» **What is being asked**
Reproduce every item that follows line for line, with no change to any word or symbol.

» **Records for processing**
────────────────────
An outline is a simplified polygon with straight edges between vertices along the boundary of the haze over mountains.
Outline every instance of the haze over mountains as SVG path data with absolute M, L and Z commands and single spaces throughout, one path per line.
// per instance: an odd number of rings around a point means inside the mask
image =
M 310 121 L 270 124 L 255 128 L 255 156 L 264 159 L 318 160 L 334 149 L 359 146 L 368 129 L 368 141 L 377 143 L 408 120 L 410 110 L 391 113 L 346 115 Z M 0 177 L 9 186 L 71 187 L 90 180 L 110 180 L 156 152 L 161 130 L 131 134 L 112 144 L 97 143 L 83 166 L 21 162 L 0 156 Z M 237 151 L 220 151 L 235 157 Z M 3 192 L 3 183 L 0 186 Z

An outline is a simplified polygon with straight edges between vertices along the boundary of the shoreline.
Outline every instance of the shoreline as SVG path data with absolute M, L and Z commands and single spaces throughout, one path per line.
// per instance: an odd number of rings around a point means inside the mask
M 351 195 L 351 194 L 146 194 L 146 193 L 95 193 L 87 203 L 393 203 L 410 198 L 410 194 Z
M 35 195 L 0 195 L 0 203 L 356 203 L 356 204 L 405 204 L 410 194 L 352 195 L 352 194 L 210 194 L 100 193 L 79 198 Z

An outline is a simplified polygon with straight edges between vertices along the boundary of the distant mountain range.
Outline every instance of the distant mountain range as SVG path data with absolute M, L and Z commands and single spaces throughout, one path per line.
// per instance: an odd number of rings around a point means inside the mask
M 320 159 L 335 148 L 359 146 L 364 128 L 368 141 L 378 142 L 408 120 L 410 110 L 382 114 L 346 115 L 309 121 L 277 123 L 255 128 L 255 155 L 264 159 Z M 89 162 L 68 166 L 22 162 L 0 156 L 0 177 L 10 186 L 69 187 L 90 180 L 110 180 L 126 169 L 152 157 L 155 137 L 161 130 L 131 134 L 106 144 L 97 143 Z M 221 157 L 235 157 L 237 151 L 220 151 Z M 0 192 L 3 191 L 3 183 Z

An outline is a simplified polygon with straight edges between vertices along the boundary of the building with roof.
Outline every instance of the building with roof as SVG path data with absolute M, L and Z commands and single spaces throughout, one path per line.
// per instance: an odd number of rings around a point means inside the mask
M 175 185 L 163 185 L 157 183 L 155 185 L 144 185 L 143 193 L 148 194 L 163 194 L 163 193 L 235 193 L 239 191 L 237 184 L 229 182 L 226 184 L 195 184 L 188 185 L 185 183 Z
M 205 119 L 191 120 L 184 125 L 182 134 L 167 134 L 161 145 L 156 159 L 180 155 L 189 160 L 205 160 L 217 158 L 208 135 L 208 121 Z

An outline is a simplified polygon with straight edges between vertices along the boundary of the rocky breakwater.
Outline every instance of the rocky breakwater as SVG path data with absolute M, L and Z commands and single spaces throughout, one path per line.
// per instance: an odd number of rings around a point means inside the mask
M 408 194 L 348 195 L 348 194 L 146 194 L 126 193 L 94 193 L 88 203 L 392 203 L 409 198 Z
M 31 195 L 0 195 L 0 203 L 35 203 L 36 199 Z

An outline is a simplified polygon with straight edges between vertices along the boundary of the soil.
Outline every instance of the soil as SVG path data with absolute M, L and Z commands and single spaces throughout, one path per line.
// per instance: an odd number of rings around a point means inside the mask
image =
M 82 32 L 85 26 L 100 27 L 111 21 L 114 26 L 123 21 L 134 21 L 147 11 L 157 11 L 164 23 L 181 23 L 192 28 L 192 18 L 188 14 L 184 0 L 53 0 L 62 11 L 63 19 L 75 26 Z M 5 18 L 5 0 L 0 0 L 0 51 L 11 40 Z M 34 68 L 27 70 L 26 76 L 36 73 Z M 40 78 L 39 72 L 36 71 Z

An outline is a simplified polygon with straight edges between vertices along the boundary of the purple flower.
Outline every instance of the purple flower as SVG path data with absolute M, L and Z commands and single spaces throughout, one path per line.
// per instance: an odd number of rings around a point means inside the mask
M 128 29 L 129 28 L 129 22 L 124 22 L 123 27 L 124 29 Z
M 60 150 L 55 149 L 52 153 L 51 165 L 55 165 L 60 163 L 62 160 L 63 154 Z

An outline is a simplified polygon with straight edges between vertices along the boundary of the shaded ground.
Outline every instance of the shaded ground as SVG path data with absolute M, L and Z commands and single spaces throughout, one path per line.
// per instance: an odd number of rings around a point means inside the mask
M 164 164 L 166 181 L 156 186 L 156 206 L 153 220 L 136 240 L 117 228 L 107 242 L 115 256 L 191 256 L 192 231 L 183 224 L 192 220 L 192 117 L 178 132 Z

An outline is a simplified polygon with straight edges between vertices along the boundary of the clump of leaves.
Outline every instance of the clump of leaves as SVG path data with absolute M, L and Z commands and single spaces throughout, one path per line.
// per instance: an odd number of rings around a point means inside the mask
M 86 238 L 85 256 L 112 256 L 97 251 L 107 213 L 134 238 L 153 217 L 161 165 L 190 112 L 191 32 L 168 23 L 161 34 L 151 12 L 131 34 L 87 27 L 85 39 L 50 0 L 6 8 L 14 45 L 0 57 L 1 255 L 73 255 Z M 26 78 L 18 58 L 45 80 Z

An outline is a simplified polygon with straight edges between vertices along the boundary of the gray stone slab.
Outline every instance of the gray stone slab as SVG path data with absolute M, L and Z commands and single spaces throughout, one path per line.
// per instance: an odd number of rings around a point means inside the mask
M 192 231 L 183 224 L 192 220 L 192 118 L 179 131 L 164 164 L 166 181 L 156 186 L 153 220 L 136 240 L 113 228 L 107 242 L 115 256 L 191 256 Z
────────────────────
» **Task response**
An outline is a simplified polygon with straight edges between vertices along the boundary of the haze over mountains.
Outline every instance of the haze over mountains as SVG path data with absolute M, L and Z commands and single spaces throughout, one path per line.
// per instance: an odd number of rings around a point means inside the mask
image =
M 310 121 L 270 124 L 255 128 L 255 156 L 264 159 L 318 160 L 334 149 L 359 146 L 368 129 L 368 141 L 377 143 L 408 120 L 410 110 L 391 113 L 346 115 Z M 0 177 L 9 186 L 71 187 L 90 180 L 110 180 L 156 152 L 161 130 L 131 134 L 112 144 L 97 143 L 83 166 L 21 162 L 0 156 Z M 237 151 L 220 151 L 235 157 Z M 3 192 L 3 183 L 0 186 Z

An outline is a simplified polygon with straight edges between vertices along the boundary of the shoreline.
Outline every instance of the shoreline as SVG path data with absolute M, L and Z commands and single spaces throughout, one path per line.
// per instance: an odd number of rings around a point means inside the mask
M 351 195 L 351 194 L 146 194 L 146 193 L 95 193 L 87 203 L 393 203 L 410 198 L 410 194 Z
M 35 195 L 0 195 L 0 203 L 356 203 L 356 204 L 405 204 L 410 194 L 352 195 L 352 194 L 210 194 L 100 193 L 79 198 Z

An outline is a simplified polygon with straight edges between vertices along the boundary of the distant mountain range.
Outline every instance of the distant mountain range as SVG path data with absolute M, L and Z commands and single spaces throughout, one path per line.
// per instance: an odd number of rings around a point means inside the mask
M 320 159 L 335 148 L 359 146 L 364 128 L 368 141 L 378 142 L 408 120 L 410 110 L 382 114 L 346 115 L 309 121 L 277 123 L 255 128 L 255 155 L 264 159 Z M 89 162 L 68 166 L 22 162 L 0 156 L 0 177 L 10 186 L 69 187 L 90 180 L 110 180 L 126 169 L 152 157 L 155 137 L 161 130 L 131 134 L 106 144 L 97 143 Z M 221 157 L 235 157 L 237 151 L 220 151 Z M 0 192 L 3 191 L 3 183 Z

An outline is a simplified polygon with straight edges between vertices along the boundary of the building with roof.
Outline every instance of the building with roof as SVG path data with absolute M, L and Z commands and single spaces throughout, one path per line.
// per instance: an odd number of rings around a point means inside the mask
M 175 185 L 163 185 L 157 183 L 155 185 L 144 185 L 143 193 L 148 194 L 163 194 L 163 193 L 235 193 L 239 191 L 237 184 L 229 182 L 226 184 L 195 184 L 188 185 L 185 183 Z
M 205 119 L 191 120 L 184 125 L 182 134 L 167 134 L 161 145 L 156 159 L 180 155 L 189 160 L 205 160 L 217 158 L 208 135 L 208 121 Z

An outline is a simplified polygon with straight edges between vertices along the boundary of the rocky breakwater.
Outline every instance of the rocky breakwater as SVG path data with absolute M, L and Z commands and single spaces throughout, one path per line.
// per instance: an odd number of rings around a point means inside the mask
M 408 194 L 348 195 L 348 194 L 146 194 L 126 193 L 94 193 L 88 203 L 392 203 L 409 198 Z
M 31 195 L 0 195 L 0 203 L 35 203 L 36 199 Z

An outline is a simplified polygon with straight edges between vertices along the boundary of the soil.
Outline every instance of the soil as SVG path data with absolute M, L and Z commands and single spaces throughout, one path per line.
// per instance: an odd number of rings around a point means inside the mask
image =
M 82 32 L 85 26 L 100 27 L 111 21 L 114 26 L 123 21 L 134 21 L 147 11 L 157 11 L 164 23 L 181 23 L 192 28 L 192 18 L 188 14 L 184 0 L 53 0 L 62 11 L 63 19 L 75 26 Z M 5 18 L 5 0 L 0 0 L 0 51 L 11 40 Z M 34 68 L 27 70 L 26 76 L 36 73 Z M 40 78 L 39 72 L 36 71 Z

An outline is a simplified polygon with straight edges between vertices along the boundary of the purple flower.
Outline every instance of the purple flower as SVG path data with absolute M, L and Z commands and single spaces throughout, one path per line.
// per instance: an odd number of rings around a point means inside the mask
M 128 29 L 129 28 L 129 22 L 124 22 L 123 27 L 124 29 Z
M 60 150 L 55 149 L 52 153 L 51 165 L 55 165 L 60 163 L 62 160 L 63 154 Z

An outline is a simplified polygon with straight edges between vertices along the boundary of the shaded ground.
Outline every instance of the shaded ground as SVG path data with absolute M, L and Z commands and single spaces throughout, one path per line.
// per instance: an odd number of rings around a point means inside the mask
M 164 164 L 166 181 L 156 186 L 156 206 L 153 220 L 136 240 L 117 228 L 107 242 L 115 256 L 191 256 L 192 231 L 183 224 L 192 220 L 192 117 L 178 132 Z

An outline is a simplified polygon with straight edges between vertices along the boundary of the clump of leaves.
Outline every instance of the clump of leaves as SVG path data with absolute M, L and Z commands and single spaces throughout, one path per line.
// per instance: an odd number of rings around a point means inside the mask
M 86 238 L 85 256 L 112 256 L 97 251 L 107 213 L 134 238 L 153 217 L 161 165 L 190 112 L 191 32 L 168 23 L 161 34 L 151 12 L 131 34 L 87 27 L 85 39 L 50 0 L 6 8 L 14 45 L 0 57 L 1 255 L 73 255 Z M 26 78 L 18 58 L 45 80 Z

An outline is a simplified polygon with straight edges between vertices along the boundary of the gray stone slab.
Outline every instance of the gray stone slab as SVG path data with absolute M, L and Z commands and single spaces throughout, one path per line.
// per instance: an odd number of rings around a point means inside the mask
M 192 231 L 183 224 L 192 220 L 192 118 L 179 131 L 164 164 L 166 181 L 156 186 L 153 220 L 136 240 L 113 228 L 107 242 L 115 256 L 191 256 Z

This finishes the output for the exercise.